**THE TASKS**
a) In the Decatur City Schools text, where does the school system rank among employers in Decatur?
b) Please duplicate a passage of the Decatur City Schools text, beginning at the words "School district in" and stopping after "International Baccalaureate schools.".
#### DOCUMENT EXCERPT
School district in Alabama

The Decatur City Schools is a school system located in the city of Decatur, Alabama, and is home to seven of Alabama's International Baccalaureate schools.
The school system is also the second largest employer in Decatur.

==Overview==
Decatur's spending per student is one of the highest in the state, and higher than many places in the nation.

The Decatur City School District was the first in North Alabama to offer the International Baccalaureate Programme. The system contains two IB Diploma Programme schools in the high schools, and two IB Primary Years Programme schools in the two magnet schools and three IB Middle Years Programme schools in the three middle schools. The Primary Years accredited schools are the first, and currently only, in Alabama. The Middle Years accredited schools are also the first and currently only in Alabama.
########
#### RECORDED INFORMATION
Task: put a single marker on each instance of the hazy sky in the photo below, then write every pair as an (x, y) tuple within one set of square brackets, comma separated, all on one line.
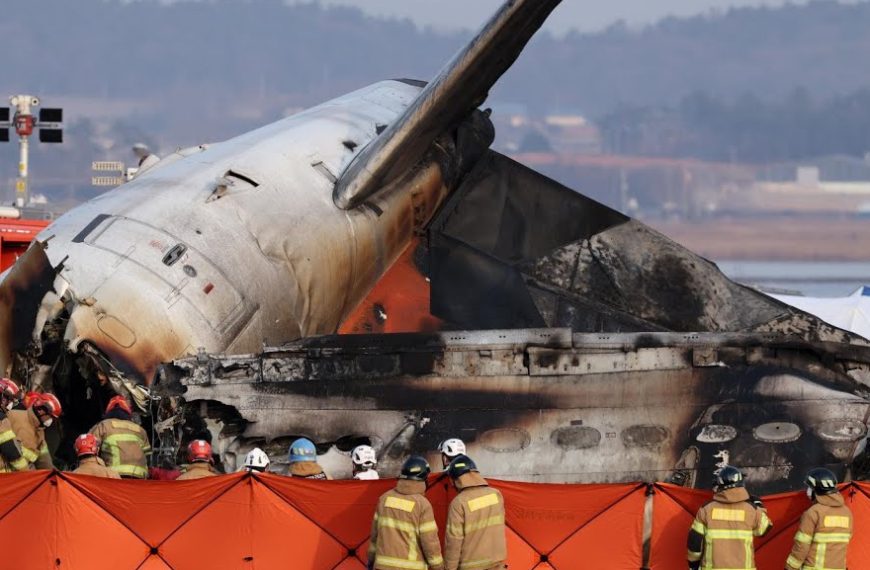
[(586, 15)]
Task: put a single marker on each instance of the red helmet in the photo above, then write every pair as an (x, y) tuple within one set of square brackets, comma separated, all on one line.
[(119, 402), (86, 444), (9, 388), (50, 403), (199, 450)]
########
**ANSWER SET**
a) It is the second largest employer in Decatur.

b)
School district in Alabama

The Decatur City Schools is a school system located in the city of Decatur, Alabama, and is home to seven of Alabama's International Baccalaureate schools.